**To do**
Return verbatim the run of lines that opens with the line holding "If you could point out the white dhoti" and closes with the last line of the records.

**Data lines**
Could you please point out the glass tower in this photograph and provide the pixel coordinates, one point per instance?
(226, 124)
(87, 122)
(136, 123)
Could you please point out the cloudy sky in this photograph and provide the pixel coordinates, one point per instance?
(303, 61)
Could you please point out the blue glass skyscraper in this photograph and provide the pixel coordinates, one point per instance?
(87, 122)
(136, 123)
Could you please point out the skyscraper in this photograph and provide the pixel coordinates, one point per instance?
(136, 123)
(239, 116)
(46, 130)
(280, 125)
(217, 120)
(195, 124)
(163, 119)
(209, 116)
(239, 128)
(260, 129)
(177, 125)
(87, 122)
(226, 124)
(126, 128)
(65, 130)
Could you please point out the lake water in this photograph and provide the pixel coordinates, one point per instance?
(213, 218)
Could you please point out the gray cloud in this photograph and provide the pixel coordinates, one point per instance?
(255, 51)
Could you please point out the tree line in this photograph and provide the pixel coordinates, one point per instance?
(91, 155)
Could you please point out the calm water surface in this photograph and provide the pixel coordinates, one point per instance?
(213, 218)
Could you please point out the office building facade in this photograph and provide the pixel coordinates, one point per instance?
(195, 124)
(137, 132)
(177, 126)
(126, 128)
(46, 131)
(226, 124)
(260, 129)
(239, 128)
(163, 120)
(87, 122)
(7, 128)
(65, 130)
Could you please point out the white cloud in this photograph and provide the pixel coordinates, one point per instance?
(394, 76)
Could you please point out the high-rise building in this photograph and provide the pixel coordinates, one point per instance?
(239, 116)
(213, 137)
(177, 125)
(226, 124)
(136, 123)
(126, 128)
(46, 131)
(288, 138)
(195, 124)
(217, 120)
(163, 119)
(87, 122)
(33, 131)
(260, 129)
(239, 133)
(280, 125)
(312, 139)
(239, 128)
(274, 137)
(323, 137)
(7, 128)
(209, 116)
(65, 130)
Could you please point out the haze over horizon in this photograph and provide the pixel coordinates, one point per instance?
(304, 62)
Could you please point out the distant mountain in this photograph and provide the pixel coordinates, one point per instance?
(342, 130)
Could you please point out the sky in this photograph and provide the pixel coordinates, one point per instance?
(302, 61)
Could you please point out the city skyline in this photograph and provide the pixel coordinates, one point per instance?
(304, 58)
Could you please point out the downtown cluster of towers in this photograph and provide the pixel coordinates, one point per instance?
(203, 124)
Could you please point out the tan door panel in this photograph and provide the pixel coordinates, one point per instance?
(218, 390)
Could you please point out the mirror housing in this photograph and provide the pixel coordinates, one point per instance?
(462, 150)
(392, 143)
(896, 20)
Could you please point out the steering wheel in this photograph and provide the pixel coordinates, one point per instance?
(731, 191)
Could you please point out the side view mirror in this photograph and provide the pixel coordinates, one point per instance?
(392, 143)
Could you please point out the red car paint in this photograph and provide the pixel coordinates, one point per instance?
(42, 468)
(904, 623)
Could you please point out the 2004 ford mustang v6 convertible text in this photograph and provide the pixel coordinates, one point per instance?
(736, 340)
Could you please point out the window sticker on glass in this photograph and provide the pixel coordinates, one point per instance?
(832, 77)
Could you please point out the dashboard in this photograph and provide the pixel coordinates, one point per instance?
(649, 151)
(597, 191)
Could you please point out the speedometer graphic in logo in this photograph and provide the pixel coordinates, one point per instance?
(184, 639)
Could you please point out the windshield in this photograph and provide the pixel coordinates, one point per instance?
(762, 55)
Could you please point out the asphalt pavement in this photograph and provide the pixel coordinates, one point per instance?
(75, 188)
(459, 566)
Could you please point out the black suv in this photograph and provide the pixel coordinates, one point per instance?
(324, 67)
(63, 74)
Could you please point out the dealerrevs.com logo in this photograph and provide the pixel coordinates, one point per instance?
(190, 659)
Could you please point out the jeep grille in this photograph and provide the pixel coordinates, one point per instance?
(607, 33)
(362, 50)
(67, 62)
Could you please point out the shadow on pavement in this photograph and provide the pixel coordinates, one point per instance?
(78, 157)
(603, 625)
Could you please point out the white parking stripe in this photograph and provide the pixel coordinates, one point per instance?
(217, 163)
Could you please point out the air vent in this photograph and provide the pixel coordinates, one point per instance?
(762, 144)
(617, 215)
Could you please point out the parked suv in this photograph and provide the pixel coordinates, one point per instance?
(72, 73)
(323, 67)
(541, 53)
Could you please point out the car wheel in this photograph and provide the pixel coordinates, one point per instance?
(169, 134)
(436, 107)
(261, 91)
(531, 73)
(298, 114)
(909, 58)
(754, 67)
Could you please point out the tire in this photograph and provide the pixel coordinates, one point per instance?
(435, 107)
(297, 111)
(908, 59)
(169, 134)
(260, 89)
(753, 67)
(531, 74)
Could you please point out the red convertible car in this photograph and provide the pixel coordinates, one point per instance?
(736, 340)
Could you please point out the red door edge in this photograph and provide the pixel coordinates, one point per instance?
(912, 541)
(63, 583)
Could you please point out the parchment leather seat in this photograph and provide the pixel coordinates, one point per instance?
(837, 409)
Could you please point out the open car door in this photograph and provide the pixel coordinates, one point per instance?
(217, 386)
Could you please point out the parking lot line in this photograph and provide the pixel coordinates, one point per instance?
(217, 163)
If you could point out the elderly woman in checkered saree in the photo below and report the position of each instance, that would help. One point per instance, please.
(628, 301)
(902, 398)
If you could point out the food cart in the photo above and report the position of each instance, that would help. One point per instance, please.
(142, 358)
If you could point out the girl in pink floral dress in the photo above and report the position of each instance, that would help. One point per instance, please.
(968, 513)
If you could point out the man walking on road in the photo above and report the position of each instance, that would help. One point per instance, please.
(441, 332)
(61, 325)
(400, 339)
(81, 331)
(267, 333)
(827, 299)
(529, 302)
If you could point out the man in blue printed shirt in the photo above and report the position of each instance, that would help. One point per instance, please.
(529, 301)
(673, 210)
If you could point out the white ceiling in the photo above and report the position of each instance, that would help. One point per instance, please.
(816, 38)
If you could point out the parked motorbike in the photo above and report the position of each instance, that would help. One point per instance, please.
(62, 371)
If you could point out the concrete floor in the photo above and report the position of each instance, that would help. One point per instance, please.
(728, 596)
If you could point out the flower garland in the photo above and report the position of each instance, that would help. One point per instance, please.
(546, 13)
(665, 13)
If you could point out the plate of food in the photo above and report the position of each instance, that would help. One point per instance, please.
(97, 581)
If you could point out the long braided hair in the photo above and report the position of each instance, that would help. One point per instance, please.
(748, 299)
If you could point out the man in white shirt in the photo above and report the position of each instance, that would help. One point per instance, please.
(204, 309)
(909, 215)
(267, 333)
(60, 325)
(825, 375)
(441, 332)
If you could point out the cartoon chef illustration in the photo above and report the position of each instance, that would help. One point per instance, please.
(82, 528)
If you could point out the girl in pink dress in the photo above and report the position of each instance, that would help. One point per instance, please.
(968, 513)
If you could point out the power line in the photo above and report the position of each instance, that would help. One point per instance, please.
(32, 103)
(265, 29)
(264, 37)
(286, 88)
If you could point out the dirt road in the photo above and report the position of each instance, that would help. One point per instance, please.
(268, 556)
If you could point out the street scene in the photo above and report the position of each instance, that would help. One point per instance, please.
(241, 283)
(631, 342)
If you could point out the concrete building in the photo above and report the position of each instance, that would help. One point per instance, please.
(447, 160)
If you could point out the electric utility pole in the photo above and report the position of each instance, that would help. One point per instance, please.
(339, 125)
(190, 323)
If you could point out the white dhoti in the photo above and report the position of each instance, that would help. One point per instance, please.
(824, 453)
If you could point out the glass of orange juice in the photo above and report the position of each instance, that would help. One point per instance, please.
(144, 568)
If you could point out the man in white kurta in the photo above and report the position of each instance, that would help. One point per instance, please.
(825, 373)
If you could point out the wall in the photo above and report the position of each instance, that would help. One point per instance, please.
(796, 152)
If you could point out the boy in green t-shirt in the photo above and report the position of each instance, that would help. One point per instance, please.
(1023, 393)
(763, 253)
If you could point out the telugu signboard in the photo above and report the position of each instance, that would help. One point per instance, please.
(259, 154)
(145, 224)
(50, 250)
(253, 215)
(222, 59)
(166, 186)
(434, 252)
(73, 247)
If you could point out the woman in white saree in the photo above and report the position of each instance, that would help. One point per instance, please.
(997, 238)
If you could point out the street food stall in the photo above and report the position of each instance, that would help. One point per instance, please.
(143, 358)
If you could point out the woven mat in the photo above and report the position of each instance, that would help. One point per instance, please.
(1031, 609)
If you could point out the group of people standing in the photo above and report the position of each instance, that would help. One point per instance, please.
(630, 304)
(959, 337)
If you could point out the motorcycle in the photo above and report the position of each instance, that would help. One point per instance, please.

**Task response**
If you could point out the white dhoti in the photo above and report the position of each instance, that would help. One point per instance, please.
(824, 453)
If you could point out the glass of orange juice in the photo above and report the position of each instance, that would help. One point per instance, please.
(144, 568)
If you could point out the man in white kurta in the photo above and report the position of each instance, that would help. One point per instance, please.
(825, 373)
If you could point out the wall in the photo above and report the position of each instance, that would help. One point per instance, please.
(796, 152)
If you could point out the boy in green t-shirt in the photo above and report the position of each instance, that would help. One point per instance, please.
(1023, 393)
(763, 253)
If you could point out the telugu signboard in the photo above and report the position of each instance, that would help. One point per instance, please.
(259, 154)
(145, 224)
(50, 250)
(253, 215)
(222, 59)
(166, 186)
(434, 252)
(73, 247)
If you could point out the woman in white saree in the photo above and report the position of each instance, that would help. One point per instance, please.
(997, 238)
If you could point out the street food stall in the photo above and report the position of each instance, that would help. One point per instance, please.
(143, 358)
If you could point out the woven mat in the photo above and report the position of each instance, that would help. One point per instance, please.
(1031, 609)
If you could point out the group of people standing in the photo above and report the position of each instance, that would help. One point per instance, please.
(630, 304)
(959, 337)
If you could point out the motorcycle in the photo above and report the position of each instance, that would help. One point per instance, please.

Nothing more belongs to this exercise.